# WORK TASK A:
Based on the journal introduction, state why the papers in Volume 2 were chosen for inclusion.
# WORK TASK B:
Repeat, word for word, the stretch of the journal introduction from "Kent Economics Undergraduate Research Journal, Volume" through "links between them.".

# SELECTED TEXT:
Kent Economics Undergraduate Research Journal, Volume 2, 2023

Volume 2 of the Kent Economics Undergraduate Research Journal features contributions from 7 of the final year dissertation students from the class of 2023. These papers were selected by those staff who had sight of all of the year’s Dissertations

Papers were chosen for inclusion because of their clear merit, based on objectivity and quality of the work and the intellectual novelty displayed in the work. The topics covered include inequality, gender health and growth and the links between them.

Abigail McKay combines data from the UK Annual Population Survey (via Nomis) to publicly available regional Covid case rates since 2019. Her paper asks whether the severity of the Pandemic has impacted economic inactivity rates; she finds that regions more impacted by covid have had a faster increase in economic inactivity. Furthermore, this appears to differ between men and women and Abigail offers some practical policy responses to help ease the problem.

# DATA SECTION:
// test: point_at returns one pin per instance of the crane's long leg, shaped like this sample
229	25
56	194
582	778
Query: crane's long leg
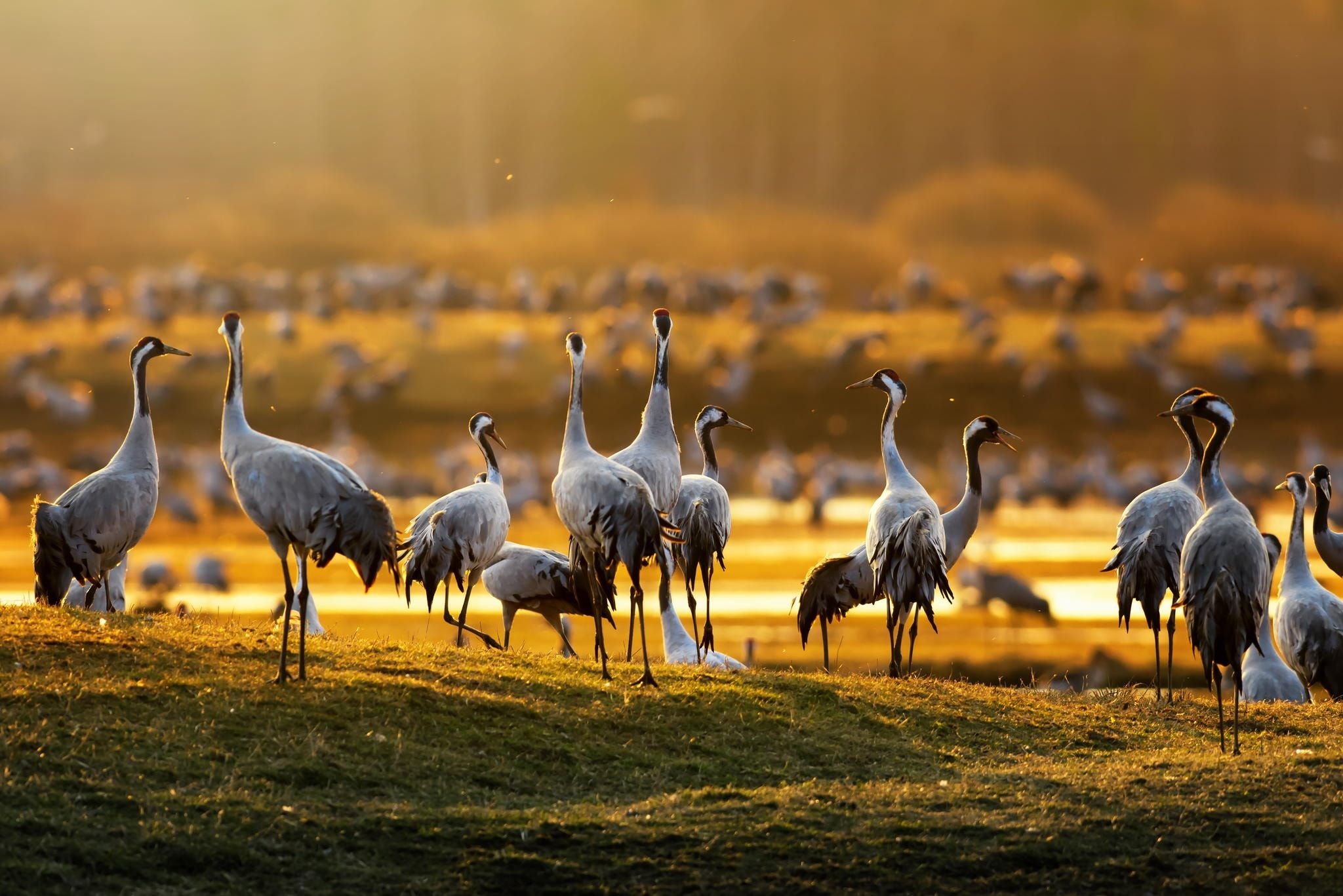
1170	656
913	636
694	621
891	634
1157	645
1217	683
637	594
599	596
302	614
289	608
466	600
707	575
629	644
1236	718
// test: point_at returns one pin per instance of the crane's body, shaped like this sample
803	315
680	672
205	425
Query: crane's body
88	531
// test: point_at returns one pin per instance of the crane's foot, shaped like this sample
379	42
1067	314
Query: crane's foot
647	680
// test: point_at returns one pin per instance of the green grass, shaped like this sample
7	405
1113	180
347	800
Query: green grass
151	754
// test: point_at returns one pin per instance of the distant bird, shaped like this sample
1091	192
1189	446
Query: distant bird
1329	543
1224	575
656	453
1310	618
112	598
906	541
305	501
209	573
157	578
92	527
607	509
704	516
461	532
1008	590
837	585
1267	677
1148	546
540	581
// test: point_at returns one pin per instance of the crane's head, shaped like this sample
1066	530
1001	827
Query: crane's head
152	347
1295	482
662	322
574	345
888	382
712	417
1273	547
988	431
481	426
1321	480
1205	404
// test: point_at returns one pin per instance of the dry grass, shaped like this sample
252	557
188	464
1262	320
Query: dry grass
151	755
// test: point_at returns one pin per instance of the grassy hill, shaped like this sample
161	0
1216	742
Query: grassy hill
151	754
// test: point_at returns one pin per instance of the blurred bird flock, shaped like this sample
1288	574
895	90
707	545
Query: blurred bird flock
403	267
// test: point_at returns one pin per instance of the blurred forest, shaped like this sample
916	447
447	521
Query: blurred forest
843	136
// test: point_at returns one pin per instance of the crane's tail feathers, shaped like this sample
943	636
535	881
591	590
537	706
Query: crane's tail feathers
1148	566
911	567
360	528
51	560
821	594
702	540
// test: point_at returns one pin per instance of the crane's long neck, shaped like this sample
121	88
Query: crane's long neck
1214	490
575	430
704	435
974	481
492	465
889	454
1298	566
138	444
1193	469
657	412
235	418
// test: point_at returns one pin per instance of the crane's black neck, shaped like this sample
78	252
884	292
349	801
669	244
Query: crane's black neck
492	465
974	481
1214	490
138	370
704	435
1321	522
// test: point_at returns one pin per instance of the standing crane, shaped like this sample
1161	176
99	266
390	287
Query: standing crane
1224	573
704	516
837	585
1310	618
607	509
656	453
1266	676
461	532
1327	541
88	531
1148	546
906	539
524	578
305	501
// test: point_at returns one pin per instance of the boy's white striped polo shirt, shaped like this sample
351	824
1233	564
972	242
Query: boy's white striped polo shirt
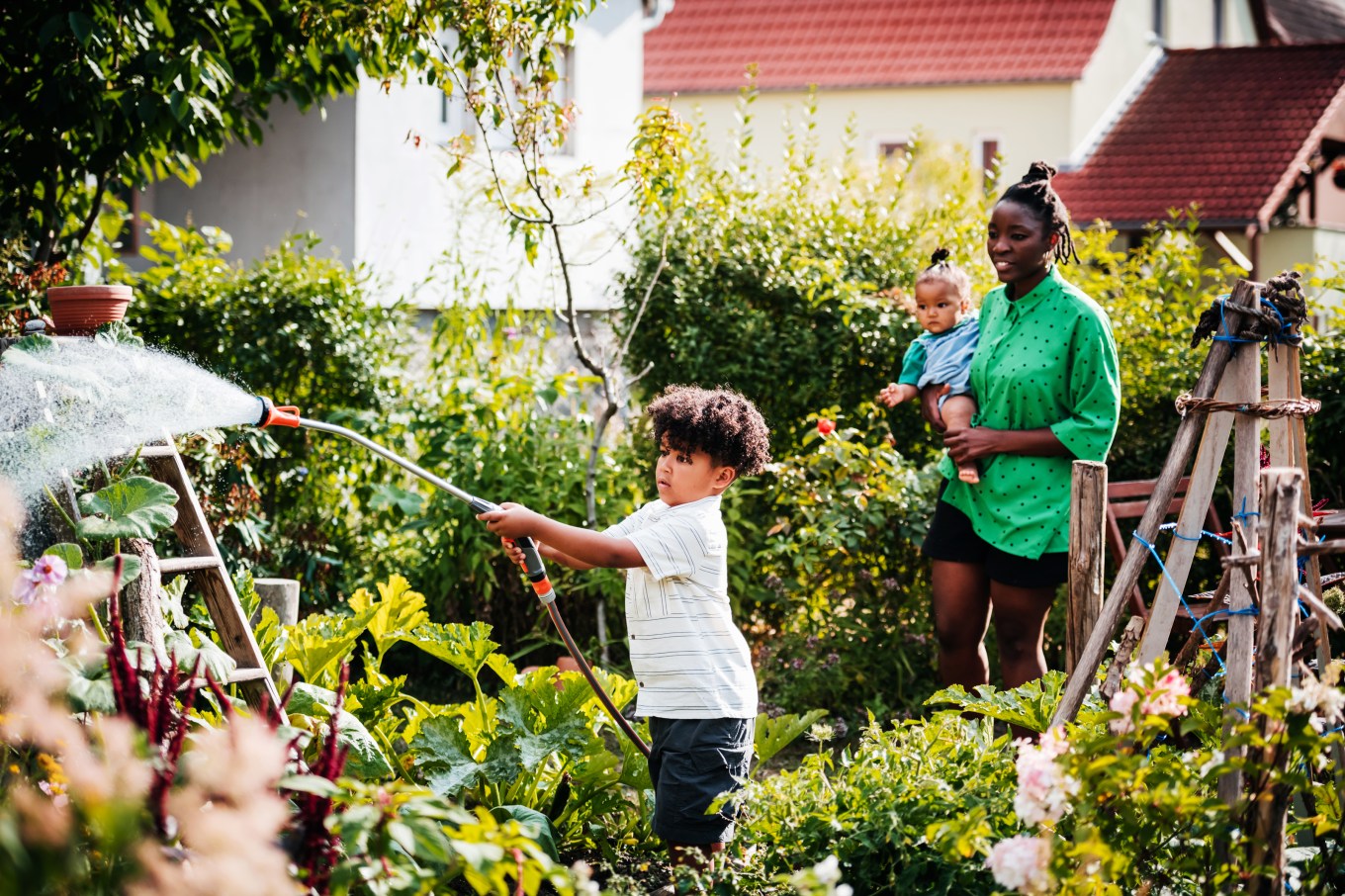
689	657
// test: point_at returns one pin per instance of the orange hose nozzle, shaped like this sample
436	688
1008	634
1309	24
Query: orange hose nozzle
273	416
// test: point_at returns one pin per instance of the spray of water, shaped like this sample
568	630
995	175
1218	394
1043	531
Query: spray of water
66	403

# TASK ANSWER A:
They were chosen because of their clear merit, judged on the objectivity and quality of the work and the intellectual novelty it displayed.

# TASK ANSWER B:
Kent Economics Undergraduate Research Journal, Volume 2, 2023

Volume 2 of the Kent Economics Undergraduate Research Journal features contributions from 7 of the final year dissertation students from the class of 2023. These papers were selected by those staff who had sight of all of the year’s Dissertations

Papers were chosen for inclusion because of their clear merit, based on objectivity and quality of the work and the intellectual novelty displayed in the work. The topics covered include inequality, gender health and growth and the links between them.